- TRY IT: Write out every entry below exactly as it appears. Pictures do not belong in the copy.
....
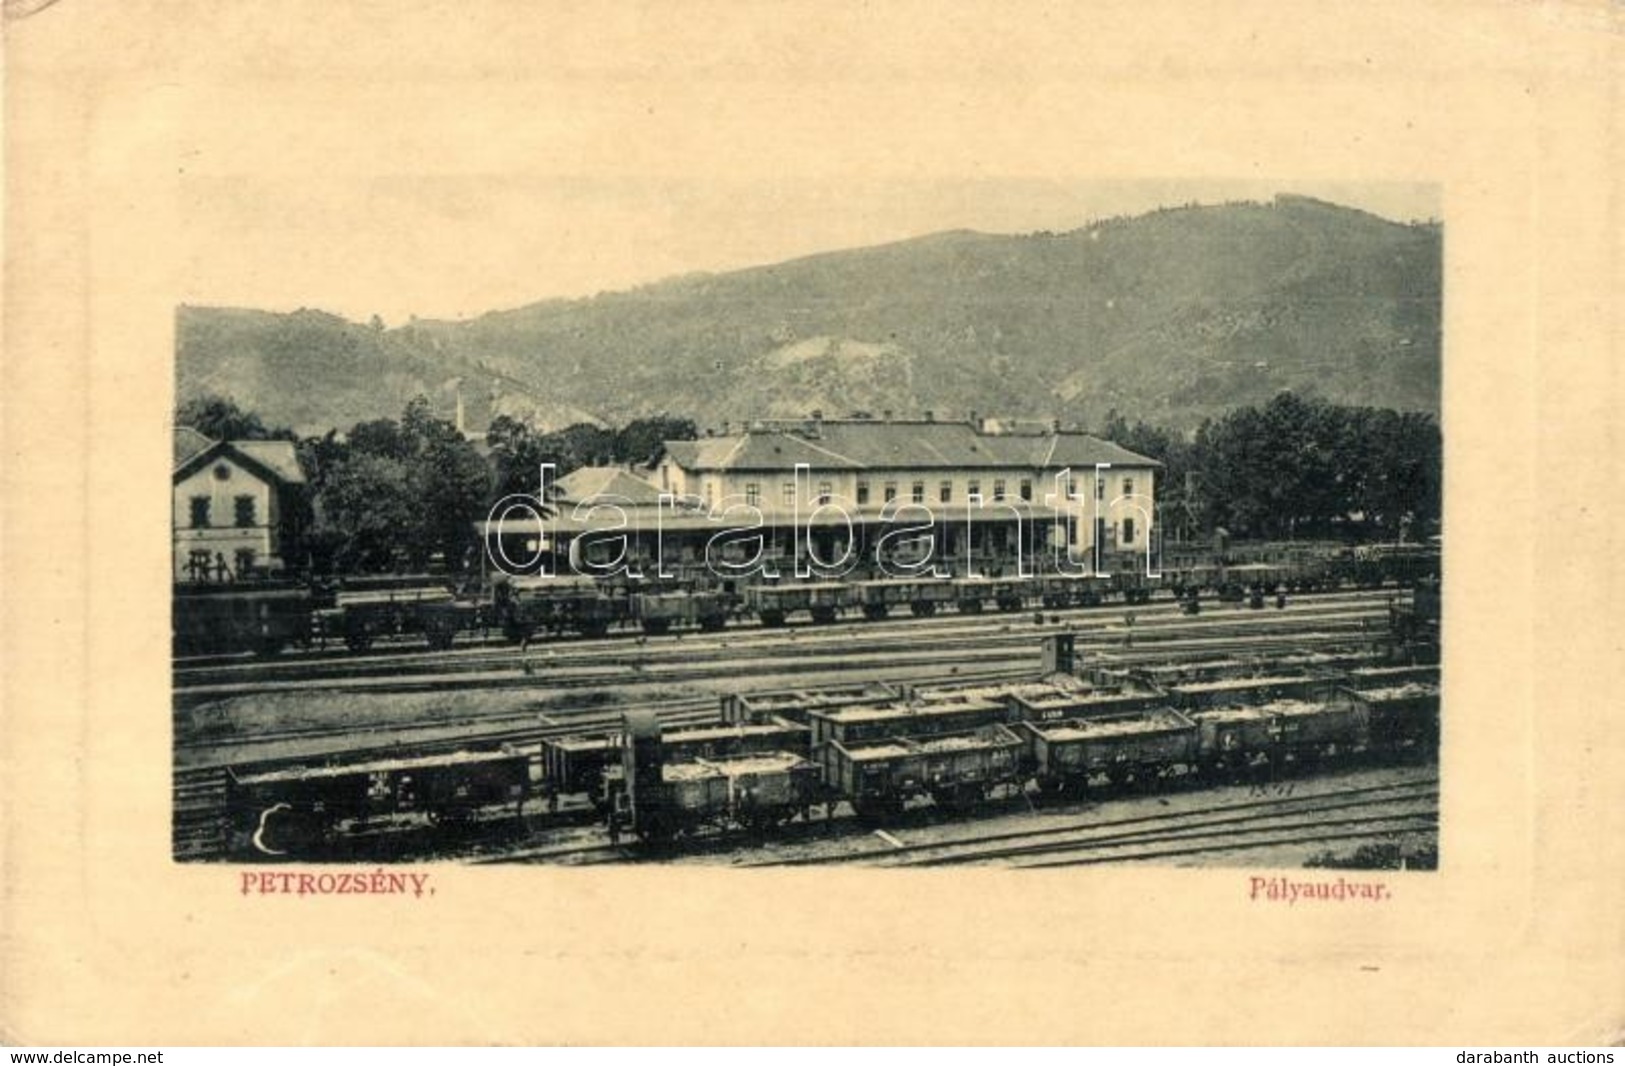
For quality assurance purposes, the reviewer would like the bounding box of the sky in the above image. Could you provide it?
[178,177,1440,326]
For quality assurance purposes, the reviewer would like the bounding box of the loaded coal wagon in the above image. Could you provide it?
[611,711,819,841]
[1186,697,1367,775]
[631,587,733,634]
[744,581,858,626]
[823,724,1026,819]
[720,680,901,725]
[1333,667,1441,755]
[491,573,630,640]
[541,716,810,811]
[805,694,1009,750]
[1022,707,1199,794]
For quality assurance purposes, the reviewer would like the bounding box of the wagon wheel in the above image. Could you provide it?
[425,628,455,652]
[641,618,672,636]
[697,614,728,632]
[344,630,373,653]
[910,602,937,617]
[758,610,786,628]
[254,636,286,659]
[959,599,984,615]
[862,604,889,621]
[502,620,533,644]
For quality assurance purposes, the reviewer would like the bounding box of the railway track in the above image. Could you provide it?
[733,777,1438,869]
[174,589,1401,688]
[174,595,1412,863]
[175,665,1036,861]
[174,596,1394,709]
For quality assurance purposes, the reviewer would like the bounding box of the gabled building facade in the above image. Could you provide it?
[172,434,308,582]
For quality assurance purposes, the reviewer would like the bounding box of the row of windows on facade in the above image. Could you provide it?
[721,476,1135,508]
[188,495,260,529]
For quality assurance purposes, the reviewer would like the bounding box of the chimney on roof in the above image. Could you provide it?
[811,409,823,422]
[705,427,715,438]
[722,420,731,436]
[925,410,935,423]
[970,409,981,432]
[882,409,893,421]
[1051,417,1062,433]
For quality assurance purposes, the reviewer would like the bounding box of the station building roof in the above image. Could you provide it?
[554,465,667,506]
[173,436,307,485]
[659,418,1161,473]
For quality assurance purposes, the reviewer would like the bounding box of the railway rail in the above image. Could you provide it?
[750,778,1438,868]
[174,590,1424,863]
[175,593,1395,710]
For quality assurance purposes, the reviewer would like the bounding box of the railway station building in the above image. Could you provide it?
[484,415,1160,580]
[172,429,309,583]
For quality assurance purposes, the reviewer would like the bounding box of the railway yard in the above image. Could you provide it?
[174,578,1441,869]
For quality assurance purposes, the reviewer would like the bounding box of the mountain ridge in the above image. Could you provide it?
[177,195,1440,434]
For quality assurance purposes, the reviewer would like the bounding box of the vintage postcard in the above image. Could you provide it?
[3,0,1620,1046]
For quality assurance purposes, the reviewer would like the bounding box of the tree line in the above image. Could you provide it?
[176,395,694,574]
[1101,391,1441,543]
[177,390,1439,574]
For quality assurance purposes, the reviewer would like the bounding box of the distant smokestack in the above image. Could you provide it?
[970,409,980,431]
[882,409,893,421]
[925,410,935,423]
[811,409,823,421]
[722,420,731,436]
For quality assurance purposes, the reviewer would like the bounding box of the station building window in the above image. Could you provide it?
[993,479,1006,501]
[1122,477,1134,498]
[939,480,952,503]
[856,481,870,506]
[911,481,925,504]
[781,483,795,509]
[745,483,760,507]
[234,494,257,528]
[1122,517,1136,545]
[1019,478,1032,501]
[817,481,832,504]
[884,482,897,503]
[967,479,981,500]
[189,495,211,529]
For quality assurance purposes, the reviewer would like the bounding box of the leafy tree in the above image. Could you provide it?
[311,452,417,572]
[176,394,293,441]
[615,415,698,466]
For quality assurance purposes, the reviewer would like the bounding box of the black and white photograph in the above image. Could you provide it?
[171,182,1443,871]
[10,0,1623,1048]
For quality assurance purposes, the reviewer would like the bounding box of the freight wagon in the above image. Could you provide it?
[720,680,901,725]
[806,695,1009,750]
[612,711,819,841]
[1023,707,1199,793]
[173,583,316,657]
[228,748,532,848]
[822,724,1026,819]
[539,716,810,810]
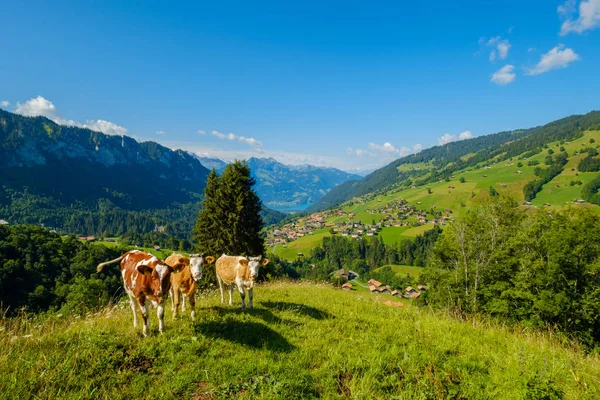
....
- EXERCISE SOLUTION:
For quality assurance purposes, the reviewer would like the bounding box of the sky in the above image. Could you provide it?
[178,177,1440,326]
For quality assurance purposes, the reviewer would like the bounding box of the loaded coal wagon in the above image. Could you provide it?
[611,711,819,841]
[1186,697,1367,775]
[631,587,733,634]
[744,581,858,626]
[823,724,1026,819]
[720,680,901,725]
[1333,667,1441,755]
[491,573,630,640]
[541,716,810,811]
[805,694,1009,750]
[1022,707,1199,794]
For quality assurance purposes, the reviewer would like the bounding box of the wagon wheel in the above image. Could you provide it?
[425,628,455,652]
[641,618,672,636]
[697,614,728,632]
[344,630,373,653]
[910,602,937,617]
[758,610,786,628]
[254,636,286,659]
[959,599,984,615]
[862,604,889,621]
[502,620,533,644]
For quality assurance purposes, the reviewer would like the bounding box of the railway track in the above image. Could you provide it?
[733,777,1438,869]
[174,589,1401,688]
[174,595,1412,863]
[175,665,1036,861]
[174,596,1394,709]
For quality assurance purposes, the reviewer would like the bounding box of the gabled building facade in the above image. Could you provide it?
[172,434,308,582]
For quality assurance purposes, the reviewer would like the bounding box of the row of windows on facade in the above image. Could you provide it?
[721,476,1135,508]
[188,495,260,529]
For quality assurance purposes, the reviewer would like the bounding box of the chimney on roof in the above image. Could you provide it?
[811,409,823,422]
[705,427,715,438]
[722,420,731,436]
[925,410,935,423]
[970,409,981,432]
[882,409,893,421]
[1051,417,1062,433]
For quality assurance purposes, the reviewer would like the bounding box of the station building roof in the above image. Could you provide it?
[554,465,667,506]
[173,436,307,485]
[659,418,1161,473]
For quality assurance purposes, the reviewer would like the bounding box of the railway rail in the above image. Could you provide it?
[750,778,1438,868]
[174,590,1424,863]
[175,593,1395,710]
For quality assurance purposes, the reviewer would like the bounding box of the railway station building in the above image. Could you provide it?
[484,415,1160,580]
[172,429,309,583]
For quality assurance purposes, the reviewer would like the bounding box of the railway yard in the above image. Could you provide it?
[174,578,1441,869]
For quality assurance purposes, the reviewer would like the bounding box of the mountain ridge in the above image. Could you provide it?
[177,195,1440,434]
For quality assurance purposes, the reviewer would like the bounding box of the vintage postcard in the above image. Could you provide it?
[3,0,1620,1046]
For quality assurance purposes, the reviewer would like the bounding box of the tree line in the above image. Could you provide it?
[176,395,694,574]
[1101,391,1441,543]
[177,390,1439,574]
For quality assurance purposes, the reviewer would like the bounding box of the distant smokestack in the above image. Could you provide it?
[970,409,980,431]
[882,409,893,421]
[925,410,935,423]
[811,409,823,421]
[722,420,731,436]
For quality assurance purposes, the reviewer would like the bounding box of the station building window in the above image. Could you provide it?
[993,479,1006,501]
[1122,477,1134,498]
[939,480,952,503]
[856,481,870,506]
[911,481,925,504]
[781,483,795,509]
[745,483,760,507]
[234,494,257,528]
[1122,517,1136,545]
[1019,478,1032,501]
[817,481,832,504]
[884,482,897,503]
[967,479,981,500]
[189,495,211,529]
For quality assurance purposes, the reviewer would like the bounding box of the leafy tree in the above image. Could you provide it?
[311,452,417,572]
[176,394,293,441]
[615,415,698,466]
For quality assurance purposes, the reviewer would like the bounding box of the black and white photograph in the above image. Could you provide it?
[171,182,1443,871]
[10,0,1623,1048]
For quality assurance purposes, the reviewer would like the bounding box of the freight wagon in the above image. Could you provide it?
[720,680,901,725]
[806,695,1009,750]
[612,711,819,841]
[1023,707,1199,793]
[173,583,316,657]
[228,748,532,848]
[822,724,1026,819]
[539,716,810,810]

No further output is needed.